### Excerpted data ###

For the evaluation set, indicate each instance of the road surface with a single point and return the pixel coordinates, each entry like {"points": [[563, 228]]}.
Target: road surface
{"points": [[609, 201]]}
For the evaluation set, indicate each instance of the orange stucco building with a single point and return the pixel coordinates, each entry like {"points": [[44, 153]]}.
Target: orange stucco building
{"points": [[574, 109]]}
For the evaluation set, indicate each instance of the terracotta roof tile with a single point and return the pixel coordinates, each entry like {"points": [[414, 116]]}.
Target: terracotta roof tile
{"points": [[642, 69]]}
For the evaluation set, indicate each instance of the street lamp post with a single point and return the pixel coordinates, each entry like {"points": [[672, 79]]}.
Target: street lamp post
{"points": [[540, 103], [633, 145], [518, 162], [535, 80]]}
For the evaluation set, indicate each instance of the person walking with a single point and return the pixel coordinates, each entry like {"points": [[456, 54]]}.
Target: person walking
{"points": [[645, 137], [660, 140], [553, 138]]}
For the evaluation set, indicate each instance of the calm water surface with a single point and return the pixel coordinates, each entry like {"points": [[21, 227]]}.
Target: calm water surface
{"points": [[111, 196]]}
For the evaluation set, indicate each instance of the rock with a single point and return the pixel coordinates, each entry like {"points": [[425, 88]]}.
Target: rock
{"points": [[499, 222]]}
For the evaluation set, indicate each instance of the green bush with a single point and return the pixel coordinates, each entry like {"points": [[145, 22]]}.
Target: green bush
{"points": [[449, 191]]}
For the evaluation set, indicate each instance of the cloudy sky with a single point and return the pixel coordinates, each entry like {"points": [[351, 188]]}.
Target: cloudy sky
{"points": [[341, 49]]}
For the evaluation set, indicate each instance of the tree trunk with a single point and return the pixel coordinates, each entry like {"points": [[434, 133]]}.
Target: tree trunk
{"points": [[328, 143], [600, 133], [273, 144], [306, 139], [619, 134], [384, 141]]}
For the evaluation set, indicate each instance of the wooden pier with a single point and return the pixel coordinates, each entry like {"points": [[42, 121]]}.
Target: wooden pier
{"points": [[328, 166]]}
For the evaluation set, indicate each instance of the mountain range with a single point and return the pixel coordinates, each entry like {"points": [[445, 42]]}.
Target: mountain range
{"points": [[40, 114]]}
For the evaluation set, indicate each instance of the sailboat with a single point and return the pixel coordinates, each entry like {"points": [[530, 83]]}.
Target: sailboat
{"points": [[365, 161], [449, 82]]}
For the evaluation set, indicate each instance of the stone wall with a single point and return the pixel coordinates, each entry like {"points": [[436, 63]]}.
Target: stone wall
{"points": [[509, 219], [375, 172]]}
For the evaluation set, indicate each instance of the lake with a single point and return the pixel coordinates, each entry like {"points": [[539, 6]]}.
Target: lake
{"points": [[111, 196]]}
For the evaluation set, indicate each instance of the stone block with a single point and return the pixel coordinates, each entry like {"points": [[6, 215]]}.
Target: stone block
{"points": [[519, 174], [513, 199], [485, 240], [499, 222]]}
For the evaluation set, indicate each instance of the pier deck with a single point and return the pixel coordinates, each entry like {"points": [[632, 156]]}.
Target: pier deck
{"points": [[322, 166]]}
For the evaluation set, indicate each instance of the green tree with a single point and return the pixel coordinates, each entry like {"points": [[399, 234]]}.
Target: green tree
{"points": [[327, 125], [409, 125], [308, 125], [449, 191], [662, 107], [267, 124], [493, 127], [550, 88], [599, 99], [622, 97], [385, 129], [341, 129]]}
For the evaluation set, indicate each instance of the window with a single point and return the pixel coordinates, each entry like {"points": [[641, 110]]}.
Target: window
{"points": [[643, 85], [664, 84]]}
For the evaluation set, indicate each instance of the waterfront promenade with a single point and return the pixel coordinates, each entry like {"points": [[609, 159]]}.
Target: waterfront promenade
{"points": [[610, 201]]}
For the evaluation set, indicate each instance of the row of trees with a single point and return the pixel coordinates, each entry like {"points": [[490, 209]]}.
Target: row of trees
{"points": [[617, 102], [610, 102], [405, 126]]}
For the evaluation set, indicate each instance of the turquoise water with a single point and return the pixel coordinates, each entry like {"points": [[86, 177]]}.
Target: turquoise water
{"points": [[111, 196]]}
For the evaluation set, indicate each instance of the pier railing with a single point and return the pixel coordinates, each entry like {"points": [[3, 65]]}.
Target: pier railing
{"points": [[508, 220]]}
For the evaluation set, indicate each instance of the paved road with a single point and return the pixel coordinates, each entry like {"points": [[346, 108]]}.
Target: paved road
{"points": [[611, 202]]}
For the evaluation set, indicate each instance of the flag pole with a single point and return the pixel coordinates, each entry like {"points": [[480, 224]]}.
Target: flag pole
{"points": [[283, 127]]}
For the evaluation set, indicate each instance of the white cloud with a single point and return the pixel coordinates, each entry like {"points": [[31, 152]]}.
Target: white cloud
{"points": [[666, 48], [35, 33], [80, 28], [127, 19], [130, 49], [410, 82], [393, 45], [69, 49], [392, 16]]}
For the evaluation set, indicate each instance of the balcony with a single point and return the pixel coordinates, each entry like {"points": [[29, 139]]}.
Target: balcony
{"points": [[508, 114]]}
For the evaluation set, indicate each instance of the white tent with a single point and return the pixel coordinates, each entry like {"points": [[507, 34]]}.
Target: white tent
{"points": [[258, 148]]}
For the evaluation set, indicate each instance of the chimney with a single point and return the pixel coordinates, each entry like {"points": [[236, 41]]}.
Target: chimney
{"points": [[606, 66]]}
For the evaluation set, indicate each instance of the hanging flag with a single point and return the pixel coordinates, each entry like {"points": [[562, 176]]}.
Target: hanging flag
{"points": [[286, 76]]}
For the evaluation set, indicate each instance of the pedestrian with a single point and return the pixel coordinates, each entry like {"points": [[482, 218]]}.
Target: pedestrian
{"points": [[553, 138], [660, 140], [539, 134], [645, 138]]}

###

## Required work
Transcribe all of the lines above exactly as they appear, without any changes.

## Finished exercise
For the evaluation set, indicate each instance of the road surface with a single point and return the pixel coordinates, each entry like {"points": [[563, 228]]}.
Target: road surface
{"points": [[609, 201]]}
For the evaluation set, indicate each instance of the orange stucco building with a single point and return the pixel coordinates, each entry like {"points": [[44, 153]]}.
Target: orange stucco building
{"points": [[574, 109]]}
For the evaluation set, indicate each instance of the terracotta roof tile with a single point and return the pixel coordinates, each entry like {"points": [[414, 116]]}.
Target: terracotta roof tile
{"points": [[642, 69]]}
For the evaluation set, indicate each instance of the street lamp post with a single point and return the pixel coordinates, each entry like {"points": [[672, 79]]}.
Target: street lamp post
{"points": [[540, 103], [633, 145], [518, 162], [535, 80]]}
For the evaluation set, indicate each instance of the person walking with a single point and return the pixel coordinates, each entry like {"points": [[456, 54]]}.
Target: person walking
{"points": [[645, 137], [660, 140], [553, 138]]}
For the evaluation set, indicate each instance of the calm water surface with a single point and return the pixel coordinates, each entry like {"points": [[21, 227]]}.
Target: calm water surface
{"points": [[111, 196]]}
For the evaluation set, indicate each instance of the rock with a single point and return the pixel coordinates, each entry like {"points": [[425, 88]]}.
Target: rock
{"points": [[499, 222]]}
For the evaluation set, indicate each instance of the green bush with a single point and return the pixel coordinates, each entry like {"points": [[145, 22]]}.
Target: green bush
{"points": [[449, 191]]}
For the evaluation set, indicate each instance of the cloudy sky with a single point and return the pixel coordinates, each entry like {"points": [[351, 188]]}.
Target: cloudy sky
{"points": [[341, 49]]}
For the evaluation set, indicate each instance of the tree trunk with a single point and return the pixel coordinates, each entry like {"points": [[434, 133]]}.
Target: tree trunk
{"points": [[328, 143], [600, 133], [273, 144], [306, 139], [619, 134], [384, 141]]}
For the evaluation set, indicate each instance of the wooden pier with a single point and return the pixel coordinates, each entry like {"points": [[42, 121]]}.
Target: wooden pier
{"points": [[328, 166]]}
For the evaluation set, indicate each instance of the mountain range with a single point and return the pixel coordinates, each entry like {"points": [[445, 42]]}.
Target: mountain range
{"points": [[40, 114]]}
For the evaluation set, indicate each instance of the sailboat with a single point and return the pixel coordinates, each entry like {"points": [[530, 83]]}.
Target: sailboat
{"points": [[365, 161], [449, 82]]}
For the evaluation set, indicate each instance of the stone wall with a single point and return the pixel coordinates, each entry like {"points": [[436, 63]]}.
Target: stone wall
{"points": [[509, 219], [375, 172]]}
For the evaluation set, indicate each instance of the lake with a single point and return the pixel coordinates, each entry like {"points": [[539, 6]]}.
Target: lake
{"points": [[111, 196]]}
For the evaluation set, indicate each instance of the stone block with a single point and return the pixel coordinates, each entry like {"points": [[6, 215]]}.
Target: stone block
{"points": [[519, 174], [513, 199], [485, 240], [499, 222]]}
For the evaluation set, indicate each instance of the pier deck with a single point and return the pixel coordinates, each entry like {"points": [[632, 156]]}.
Target: pier deck
{"points": [[322, 166]]}
For the evaluation set, indicate each instance of the green tree with a single point and return the pixel coordinates, each entry like {"points": [[399, 234]]}.
Target: green tree
{"points": [[327, 125], [409, 125], [308, 125], [449, 191], [662, 107], [267, 124], [493, 127], [550, 88], [599, 99], [622, 97], [385, 129], [341, 129]]}
For the evaluation set, indicate each instance of the window with a single point and return the pixel coordinates, each entry like {"points": [[641, 110]]}.
Target: window
{"points": [[643, 85], [664, 84]]}
For the evaluation set, indicate each instance of the waterfront promenade with a single point and return the pixel coordinates, each entry like {"points": [[609, 159]]}.
Target: waterfront promenade
{"points": [[610, 201]]}
For the evaluation set, indicate each instance of the row of trees with a single point and return the pixel coordinates, each entry like {"points": [[490, 209]]}.
Target: row of trees
{"points": [[617, 102], [610, 102], [405, 126]]}
For the evaluation set, indicate each instance of the turquoise water with a single point and return the pixel coordinates, each entry like {"points": [[86, 177]]}.
Target: turquoise water
{"points": [[111, 196]]}
For the evaluation set, indicate each instance of the pier railing with a single point and return the pixel coordinates, each entry like {"points": [[3, 65]]}.
Target: pier railing
{"points": [[508, 220]]}
For the evaluation set, indicate each instance of the paved road with a single point and return the pixel coordinates, each entry like {"points": [[346, 108]]}.
Target: paved road
{"points": [[611, 202]]}
For the evaluation set, indicate each instance of the flag pole with a single point and return the pixel coordinates, each entry like {"points": [[480, 224]]}.
Target: flag pole
{"points": [[283, 127]]}
For the evaluation set, indicate each instance of the white cloud with a single point and return the pixel coordinates, each entry like {"points": [[31, 152]]}.
Target: white cloud
{"points": [[666, 48], [35, 33], [80, 28], [127, 19], [130, 49], [410, 82], [393, 45], [69, 49], [392, 16]]}
For the evaluation set, indicate each instance of the balcony with a single point and return the pixel coordinates, each entry like {"points": [[29, 139]]}.
Target: balcony
{"points": [[508, 114]]}
For the evaluation set, indicate each instance of the white tent with a single point and return the pixel coordinates, each entry like {"points": [[507, 34]]}.
Target: white tent
{"points": [[258, 148]]}
For the evaluation set, indicate each instance of the chimney with a single point and return the pixel coordinates, each entry like {"points": [[236, 41]]}.
Target: chimney
{"points": [[606, 66]]}
For the evaluation set, indicate each instance of the hanging flag with a single point and return the pixel coordinates, each entry like {"points": [[562, 176]]}.
Target: hanging flag
{"points": [[286, 76]]}
For the evaluation set, indicate each instance of the pedestrian with a single point and return the pixel coordinates, each entry like {"points": [[482, 218]]}.
Target: pedestrian
{"points": [[553, 138], [660, 140], [539, 134], [645, 138]]}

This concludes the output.